DATASET RECORDS:
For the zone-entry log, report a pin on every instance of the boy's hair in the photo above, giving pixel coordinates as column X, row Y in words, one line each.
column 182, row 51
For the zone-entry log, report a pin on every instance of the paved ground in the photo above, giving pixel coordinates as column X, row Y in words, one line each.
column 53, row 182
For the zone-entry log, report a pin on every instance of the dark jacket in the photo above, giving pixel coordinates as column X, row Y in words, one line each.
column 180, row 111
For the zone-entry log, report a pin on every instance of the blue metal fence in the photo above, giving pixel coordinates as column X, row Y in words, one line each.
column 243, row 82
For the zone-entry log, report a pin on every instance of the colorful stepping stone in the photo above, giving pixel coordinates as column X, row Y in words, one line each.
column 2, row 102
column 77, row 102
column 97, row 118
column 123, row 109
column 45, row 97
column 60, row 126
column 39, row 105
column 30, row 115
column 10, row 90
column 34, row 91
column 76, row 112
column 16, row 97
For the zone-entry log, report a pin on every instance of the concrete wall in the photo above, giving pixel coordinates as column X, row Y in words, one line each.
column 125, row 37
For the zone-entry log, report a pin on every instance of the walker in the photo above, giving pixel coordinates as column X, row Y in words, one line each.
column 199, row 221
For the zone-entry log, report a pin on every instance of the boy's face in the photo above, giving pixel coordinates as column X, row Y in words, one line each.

WHAT TO DO: Express the rows above as a JSON list of strings, one string per line with blank lines left out, from the first line of the rows up to and including the line with "column 180, row 111".

SOLUTION FOR THIS TASK:
[
  "For the zone-entry log, report a pin on every instance of the boy's hair in the photo above, giving pixel coordinates as column X, row Y in words, one line each.",
  "column 182, row 51",
  "For the zone-entry log, report a pin on every instance of the paved ground in the photo above, giving pixel coordinates as column X, row Y in words, one line each.",
  "column 53, row 182",
  "For the zone-entry log, report a pin on every instance of the dark jacket in the photo above, giving pixel coordinates as column X, row Y in words, one line each.",
  "column 180, row 111"
]